> WHAT IS EXPECTED: Search the records for the string "bowl", then copy each line where it appears.

*** INPUT MATERIAL Section Begins ***

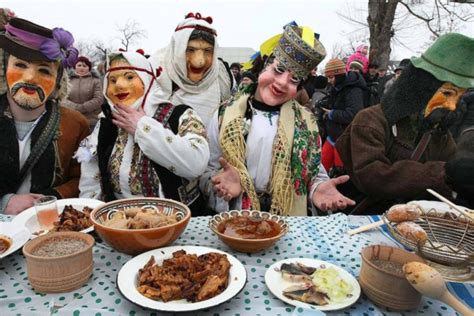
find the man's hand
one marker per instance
(227, 183)
(20, 202)
(327, 197)
(127, 118)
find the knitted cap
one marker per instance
(334, 67)
(85, 60)
(357, 64)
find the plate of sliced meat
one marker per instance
(181, 278)
(312, 284)
(73, 216)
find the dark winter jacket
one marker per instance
(466, 114)
(379, 163)
(348, 100)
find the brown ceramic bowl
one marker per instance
(248, 245)
(384, 286)
(136, 241)
(59, 273)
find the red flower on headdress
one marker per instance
(198, 16)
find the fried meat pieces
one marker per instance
(73, 220)
(185, 276)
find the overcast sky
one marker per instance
(242, 23)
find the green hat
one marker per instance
(450, 59)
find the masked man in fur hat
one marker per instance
(192, 73)
(264, 147)
(396, 150)
(37, 137)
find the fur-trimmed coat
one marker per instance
(85, 95)
(379, 162)
(56, 172)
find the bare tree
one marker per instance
(130, 33)
(380, 21)
(387, 22)
(343, 50)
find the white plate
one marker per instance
(19, 235)
(28, 218)
(128, 275)
(276, 284)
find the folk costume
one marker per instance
(36, 156)
(274, 148)
(175, 85)
(396, 150)
(168, 151)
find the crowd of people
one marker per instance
(276, 137)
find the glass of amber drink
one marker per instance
(46, 211)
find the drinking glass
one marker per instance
(46, 211)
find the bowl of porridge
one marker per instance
(59, 262)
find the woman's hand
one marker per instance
(127, 118)
(227, 183)
(326, 196)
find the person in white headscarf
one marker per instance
(192, 73)
(141, 146)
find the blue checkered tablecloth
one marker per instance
(322, 238)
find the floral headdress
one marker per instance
(30, 41)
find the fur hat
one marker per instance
(410, 94)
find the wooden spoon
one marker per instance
(429, 282)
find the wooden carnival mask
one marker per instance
(199, 58)
(447, 97)
(124, 86)
(30, 83)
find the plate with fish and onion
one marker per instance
(312, 283)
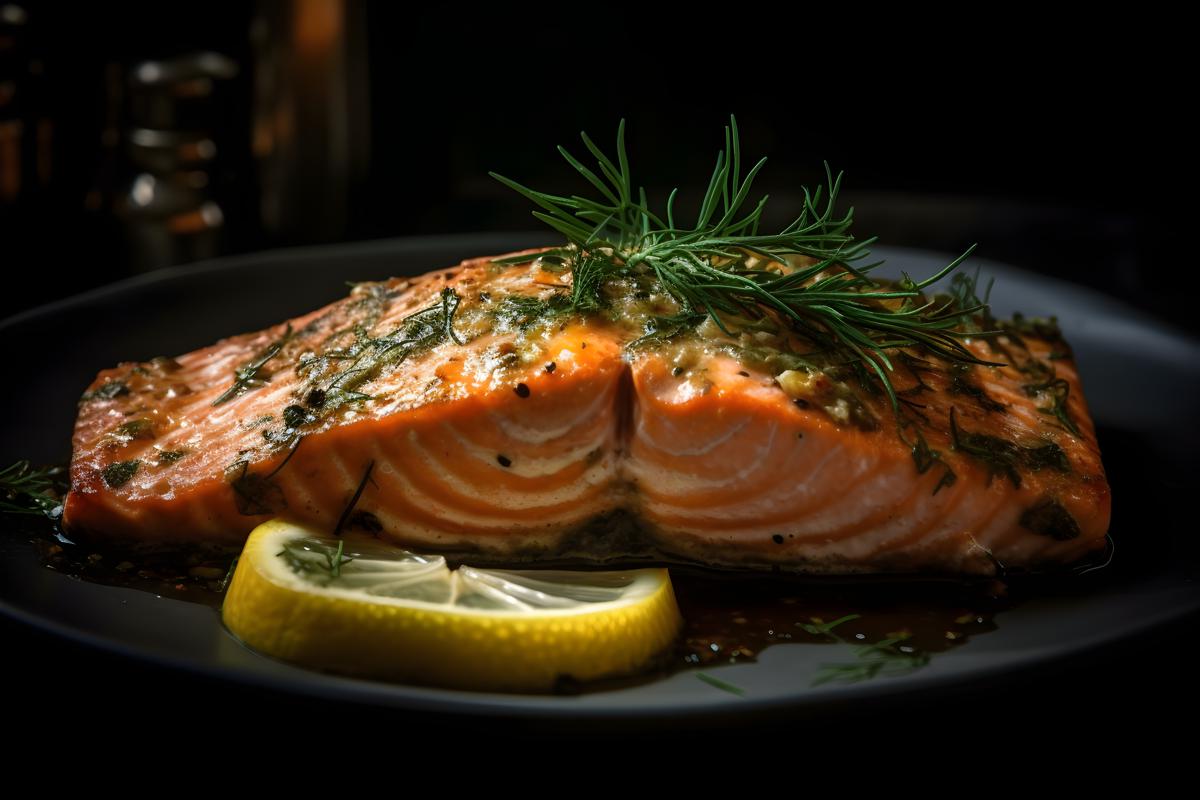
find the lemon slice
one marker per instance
(361, 608)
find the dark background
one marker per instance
(1057, 146)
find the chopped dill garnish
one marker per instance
(119, 474)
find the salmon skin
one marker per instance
(466, 411)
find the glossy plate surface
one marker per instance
(1143, 384)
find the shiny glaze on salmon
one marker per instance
(505, 434)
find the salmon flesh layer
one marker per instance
(466, 411)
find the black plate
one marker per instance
(1143, 384)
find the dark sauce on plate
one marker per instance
(888, 626)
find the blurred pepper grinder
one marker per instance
(169, 211)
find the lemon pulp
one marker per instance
(372, 611)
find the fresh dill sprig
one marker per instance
(246, 376)
(328, 563)
(721, 264)
(886, 659)
(27, 489)
(417, 332)
(354, 500)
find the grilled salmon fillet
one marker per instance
(460, 413)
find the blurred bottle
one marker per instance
(168, 208)
(311, 122)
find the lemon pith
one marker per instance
(487, 630)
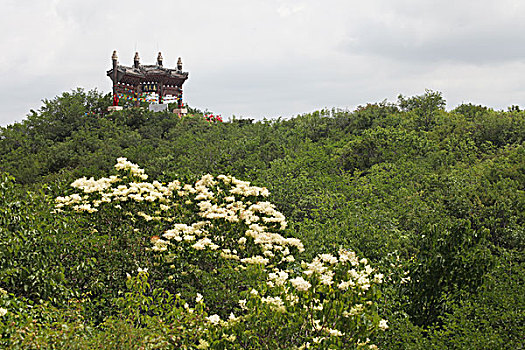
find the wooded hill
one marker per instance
(433, 199)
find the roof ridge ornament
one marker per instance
(136, 60)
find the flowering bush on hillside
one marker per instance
(221, 232)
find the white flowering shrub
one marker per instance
(222, 234)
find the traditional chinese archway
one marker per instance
(135, 83)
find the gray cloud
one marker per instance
(268, 58)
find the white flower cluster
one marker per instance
(220, 199)
(233, 224)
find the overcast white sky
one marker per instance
(269, 58)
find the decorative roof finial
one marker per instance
(136, 60)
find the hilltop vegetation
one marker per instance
(434, 200)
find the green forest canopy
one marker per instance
(433, 198)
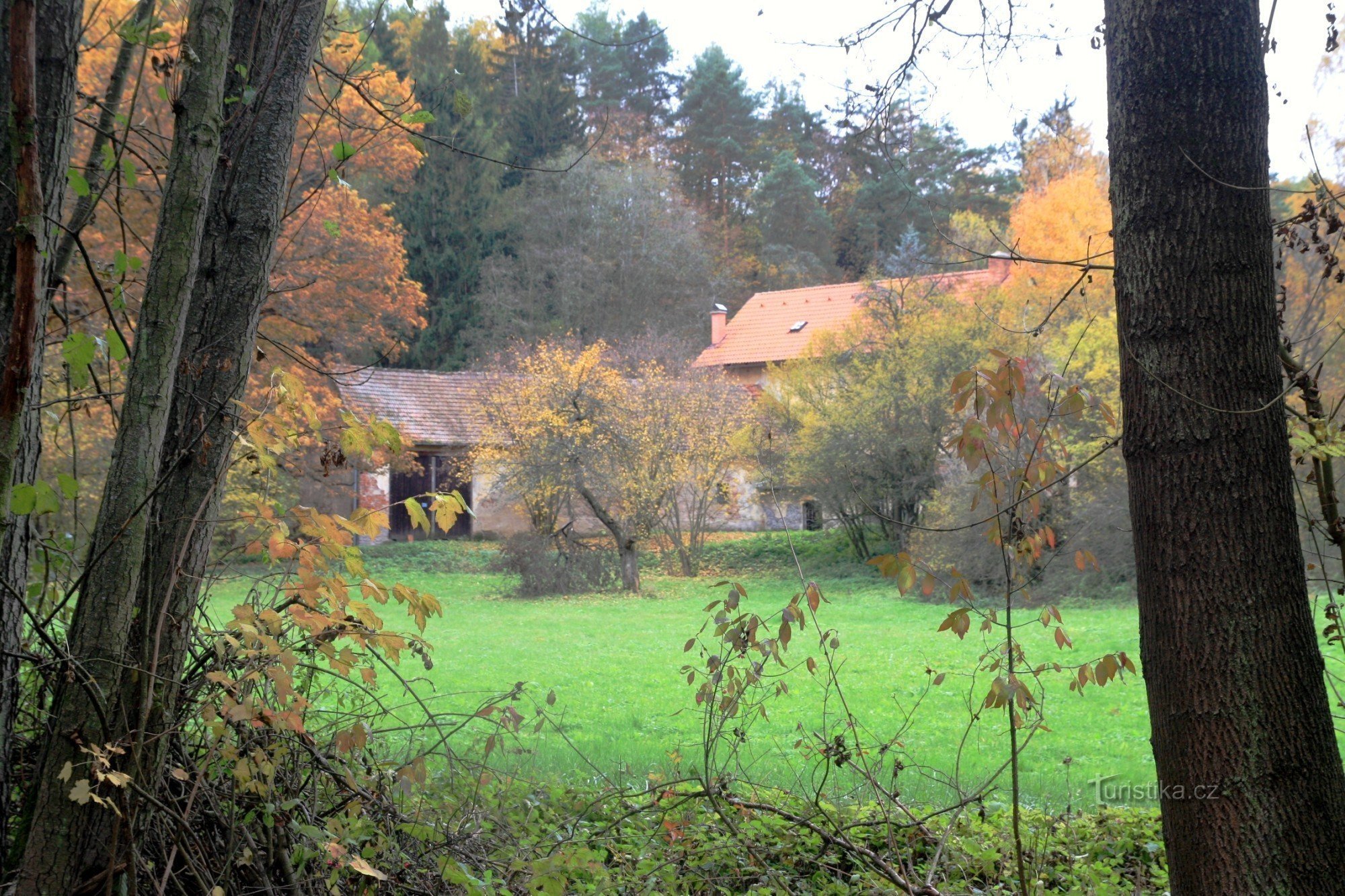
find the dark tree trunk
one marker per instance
(627, 549)
(278, 41)
(71, 844)
(57, 40)
(630, 559)
(1234, 673)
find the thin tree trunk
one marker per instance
(1234, 674)
(56, 36)
(278, 41)
(24, 325)
(627, 548)
(69, 842)
(93, 169)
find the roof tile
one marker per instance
(763, 329)
(430, 407)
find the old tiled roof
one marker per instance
(763, 329)
(430, 407)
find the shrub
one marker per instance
(556, 564)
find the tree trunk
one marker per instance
(93, 169)
(627, 548)
(630, 565)
(1233, 669)
(236, 260)
(69, 842)
(54, 65)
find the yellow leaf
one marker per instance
(416, 513)
(80, 792)
(365, 868)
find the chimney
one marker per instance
(999, 266)
(719, 322)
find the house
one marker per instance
(442, 415)
(775, 327)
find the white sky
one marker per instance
(769, 38)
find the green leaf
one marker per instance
(45, 498)
(77, 182)
(79, 352)
(418, 514)
(24, 498)
(116, 348)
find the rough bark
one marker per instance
(1233, 669)
(57, 38)
(69, 844)
(93, 170)
(278, 41)
(28, 268)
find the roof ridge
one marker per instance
(418, 370)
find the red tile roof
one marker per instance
(430, 407)
(761, 333)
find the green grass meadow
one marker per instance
(614, 663)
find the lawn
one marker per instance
(614, 663)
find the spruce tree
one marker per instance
(716, 149)
(447, 216)
(796, 229)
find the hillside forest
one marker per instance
(224, 212)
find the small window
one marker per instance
(812, 520)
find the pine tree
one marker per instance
(626, 85)
(449, 212)
(718, 147)
(913, 174)
(792, 127)
(536, 77)
(796, 229)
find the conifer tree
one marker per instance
(796, 229)
(447, 214)
(536, 80)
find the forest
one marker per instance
(1019, 576)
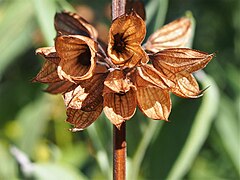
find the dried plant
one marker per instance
(123, 76)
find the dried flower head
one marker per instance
(120, 79)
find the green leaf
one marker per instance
(45, 11)
(227, 126)
(199, 131)
(32, 120)
(16, 31)
(8, 167)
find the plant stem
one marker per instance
(119, 152)
(118, 8)
(119, 134)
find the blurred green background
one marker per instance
(200, 142)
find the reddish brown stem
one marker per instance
(119, 135)
(118, 8)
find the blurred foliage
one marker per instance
(200, 142)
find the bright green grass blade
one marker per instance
(199, 131)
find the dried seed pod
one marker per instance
(82, 119)
(78, 57)
(175, 34)
(119, 107)
(154, 102)
(67, 23)
(125, 37)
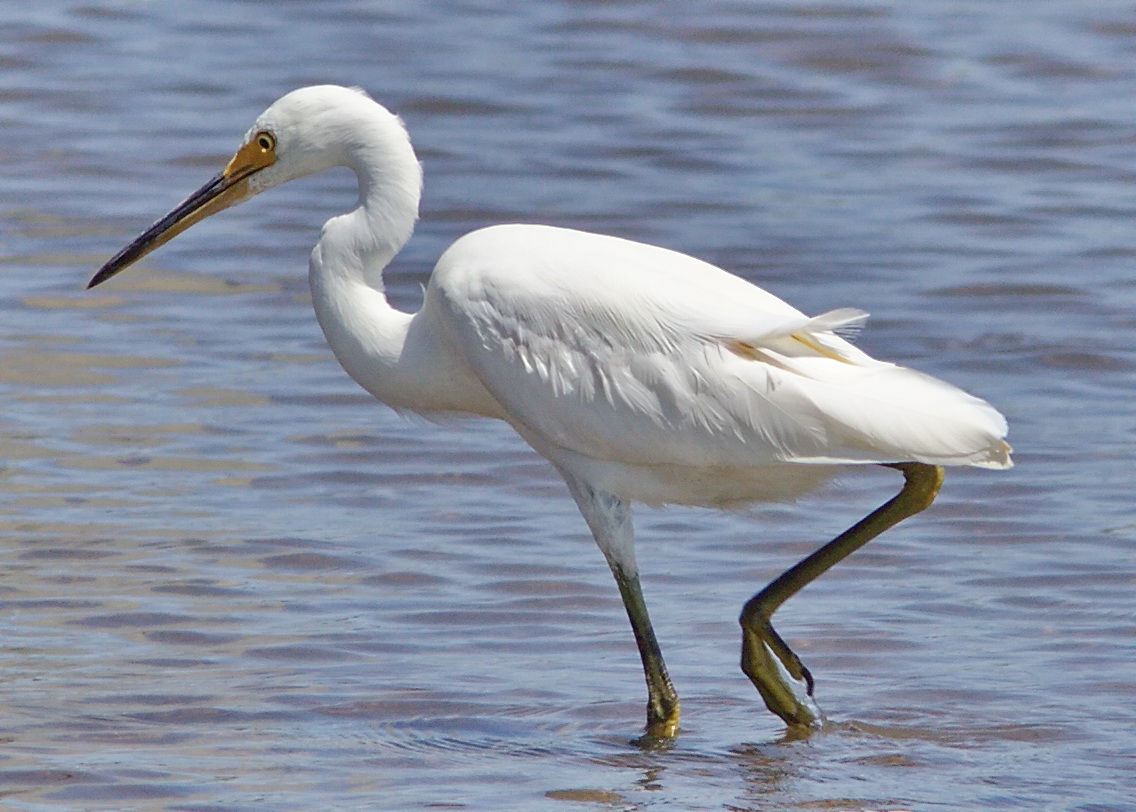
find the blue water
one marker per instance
(230, 580)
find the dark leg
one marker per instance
(766, 659)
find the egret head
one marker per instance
(303, 132)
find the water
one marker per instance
(231, 582)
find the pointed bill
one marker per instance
(226, 189)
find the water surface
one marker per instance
(230, 580)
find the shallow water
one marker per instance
(230, 580)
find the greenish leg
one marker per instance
(767, 660)
(661, 697)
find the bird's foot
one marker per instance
(777, 672)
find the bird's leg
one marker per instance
(661, 697)
(610, 521)
(777, 672)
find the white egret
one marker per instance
(638, 373)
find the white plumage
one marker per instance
(640, 373)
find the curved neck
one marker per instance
(403, 360)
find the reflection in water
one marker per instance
(230, 580)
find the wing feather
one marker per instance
(632, 353)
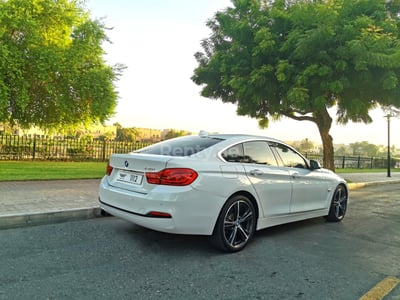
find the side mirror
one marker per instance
(314, 164)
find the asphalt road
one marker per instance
(109, 258)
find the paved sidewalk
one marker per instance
(27, 203)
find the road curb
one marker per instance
(354, 186)
(23, 220)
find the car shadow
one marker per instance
(153, 241)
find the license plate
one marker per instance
(130, 177)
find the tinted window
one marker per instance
(258, 153)
(233, 154)
(184, 146)
(289, 157)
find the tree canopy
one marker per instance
(52, 71)
(298, 59)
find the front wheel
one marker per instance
(235, 225)
(338, 207)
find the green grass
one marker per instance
(28, 170)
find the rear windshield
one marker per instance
(184, 146)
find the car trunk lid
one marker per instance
(129, 170)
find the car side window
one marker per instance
(289, 157)
(258, 152)
(233, 154)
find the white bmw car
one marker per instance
(224, 186)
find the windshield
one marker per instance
(183, 146)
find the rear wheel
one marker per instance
(235, 225)
(338, 207)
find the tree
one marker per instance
(52, 71)
(172, 133)
(297, 59)
(364, 149)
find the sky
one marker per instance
(156, 40)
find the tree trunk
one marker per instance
(324, 123)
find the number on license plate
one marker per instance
(130, 177)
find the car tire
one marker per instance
(338, 206)
(235, 225)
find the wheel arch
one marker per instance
(251, 198)
(239, 193)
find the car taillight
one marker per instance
(109, 169)
(173, 176)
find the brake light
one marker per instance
(109, 169)
(173, 176)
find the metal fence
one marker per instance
(36, 147)
(359, 162)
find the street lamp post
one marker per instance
(388, 156)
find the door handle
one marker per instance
(295, 175)
(256, 172)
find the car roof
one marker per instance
(233, 136)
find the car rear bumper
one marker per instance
(192, 211)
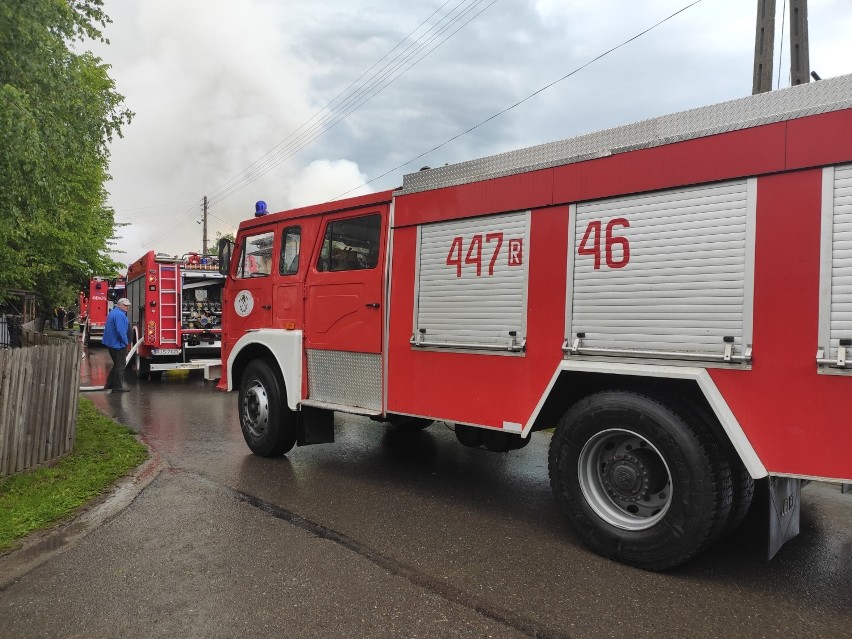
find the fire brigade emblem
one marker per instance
(243, 303)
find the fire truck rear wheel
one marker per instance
(638, 483)
(268, 426)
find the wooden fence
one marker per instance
(39, 387)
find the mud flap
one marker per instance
(784, 508)
(314, 426)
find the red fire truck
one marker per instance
(176, 310)
(103, 293)
(674, 297)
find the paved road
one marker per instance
(387, 534)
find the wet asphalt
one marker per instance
(384, 534)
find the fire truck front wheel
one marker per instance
(638, 483)
(268, 425)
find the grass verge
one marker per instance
(103, 452)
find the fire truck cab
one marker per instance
(175, 310)
(674, 297)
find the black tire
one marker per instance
(637, 482)
(268, 425)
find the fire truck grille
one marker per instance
(350, 379)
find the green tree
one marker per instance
(58, 112)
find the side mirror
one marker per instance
(226, 249)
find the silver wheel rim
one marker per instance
(255, 409)
(625, 479)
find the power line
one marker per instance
(372, 88)
(519, 102)
(227, 184)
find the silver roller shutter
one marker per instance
(686, 284)
(836, 267)
(458, 308)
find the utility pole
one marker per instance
(800, 64)
(204, 236)
(764, 45)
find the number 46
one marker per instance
(591, 243)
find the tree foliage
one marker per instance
(58, 112)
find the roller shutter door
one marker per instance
(667, 273)
(472, 282)
(836, 266)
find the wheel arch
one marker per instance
(283, 349)
(575, 380)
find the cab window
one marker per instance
(256, 255)
(351, 244)
(291, 241)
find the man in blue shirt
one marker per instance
(116, 341)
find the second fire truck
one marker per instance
(175, 312)
(102, 295)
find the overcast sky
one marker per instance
(236, 100)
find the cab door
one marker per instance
(344, 310)
(248, 302)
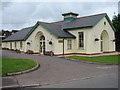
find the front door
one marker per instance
(42, 45)
(101, 44)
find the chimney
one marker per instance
(69, 16)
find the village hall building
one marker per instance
(73, 35)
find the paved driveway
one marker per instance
(55, 70)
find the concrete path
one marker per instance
(54, 70)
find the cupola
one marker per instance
(69, 16)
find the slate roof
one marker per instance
(87, 21)
(57, 30)
(60, 28)
(19, 35)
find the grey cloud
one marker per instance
(19, 15)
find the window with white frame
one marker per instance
(81, 39)
(69, 44)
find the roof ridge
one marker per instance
(91, 15)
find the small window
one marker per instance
(20, 44)
(69, 44)
(81, 39)
(104, 23)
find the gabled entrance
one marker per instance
(39, 45)
(104, 43)
(42, 44)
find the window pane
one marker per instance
(69, 44)
(81, 39)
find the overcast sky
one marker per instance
(17, 15)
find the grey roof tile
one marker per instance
(60, 28)
(19, 35)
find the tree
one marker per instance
(116, 24)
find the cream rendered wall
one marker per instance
(95, 32)
(48, 37)
(76, 49)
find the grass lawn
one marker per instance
(100, 59)
(8, 65)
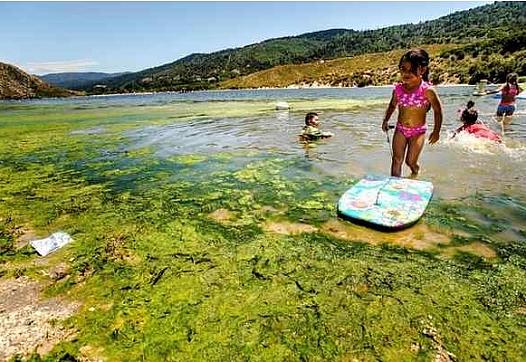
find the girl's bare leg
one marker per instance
(416, 144)
(399, 146)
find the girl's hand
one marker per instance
(433, 138)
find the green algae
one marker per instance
(160, 279)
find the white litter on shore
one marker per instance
(51, 243)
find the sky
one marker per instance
(51, 37)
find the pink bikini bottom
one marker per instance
(409, 132)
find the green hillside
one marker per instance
(450, 63)
(481, 25)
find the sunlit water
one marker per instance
(247, 121)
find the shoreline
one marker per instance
(289, 88)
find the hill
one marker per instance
(77, 80)
(17, 84)
(207, 71)
(450, 63)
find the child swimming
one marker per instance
(414, 96)
(471, 125)
(311, 129)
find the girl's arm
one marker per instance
(437, 112)
(389, 112)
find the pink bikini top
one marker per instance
(416, 98)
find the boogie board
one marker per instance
(521, 95)
(389, 203)
(482, 131)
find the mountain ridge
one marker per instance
(17, 84)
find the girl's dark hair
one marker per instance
(310, 116)
(418, 57)
(470, 116)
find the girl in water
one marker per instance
(414, 96)
(509, 91)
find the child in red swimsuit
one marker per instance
(413, 97)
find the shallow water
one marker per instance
(245, 123)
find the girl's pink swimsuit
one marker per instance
(416, 98)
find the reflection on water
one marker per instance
(458, 167)
(246, 122)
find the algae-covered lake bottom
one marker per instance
(203, 230)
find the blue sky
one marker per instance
(47, 37)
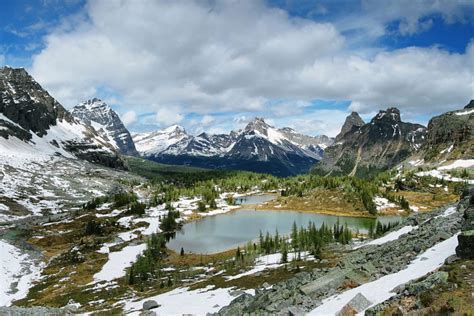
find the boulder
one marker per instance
(465, 249)
(150, 304)
(357, 304)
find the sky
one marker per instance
(214, 65)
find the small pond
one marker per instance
(222, 232)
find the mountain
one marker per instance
(32, 123)
(353, 121)
(450, 136)
(258, 147)
(98, 114)
(378, 145)
(153, 143)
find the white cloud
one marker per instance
(166, 116)
(237, 56)
(129, 118)
(207, 119)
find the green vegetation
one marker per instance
(379, 229)
(147, 265)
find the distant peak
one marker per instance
(257, 123)
(388, 114)
(288, 130)
(353, 121)
(175, 128)
(10, 72)
(470, 105)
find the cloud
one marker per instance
(227, 56)
(129, 118)
(207, 119)
(168, 116)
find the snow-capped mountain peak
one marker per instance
(34, 124)
(257, 144)
(103, 118)
(155, 143)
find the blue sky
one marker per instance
(214, 65)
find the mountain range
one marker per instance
(33, 122)
(257, 147)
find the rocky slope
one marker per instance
(34, 123)
(466, 238)
(306, 291)
(378, 145)
(258, 147)
(107, 123)
(450, 136)
(353, 121)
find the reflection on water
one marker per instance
(222, 232)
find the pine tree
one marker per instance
(284, 253)
(294, 236)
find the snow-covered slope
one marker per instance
(33, 124)
(157, 142)
(99, 115)
(259, 147)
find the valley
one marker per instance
(93, 221)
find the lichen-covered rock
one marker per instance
(465, 249)
(150, 304)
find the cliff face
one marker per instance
(450, 135)
(465, 249)
(98, 114)
(378, 145)
(353, 121)
(29, 114)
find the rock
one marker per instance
(150, 304)
(353, 121)
(442, 235)
(236, 293)
(347, 311)
(294, 311)
(433, 280)
(451, 259)
(97, 111)
(357, 304)
(34, 311)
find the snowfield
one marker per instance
(181, 301)
(380, 290)
(462, 163)
(118, 262)
(388, 237)
(17, 272)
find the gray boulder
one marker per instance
(150, 304)
(358, 303)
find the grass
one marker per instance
(427, 201)
(454, 298)
(321, 201)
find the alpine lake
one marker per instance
(213, 234)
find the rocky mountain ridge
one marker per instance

*** INPUT MATERIAL Section Ends ***

> THE ANSWER:
find the brown ceramic bowl
find the bowl of porridge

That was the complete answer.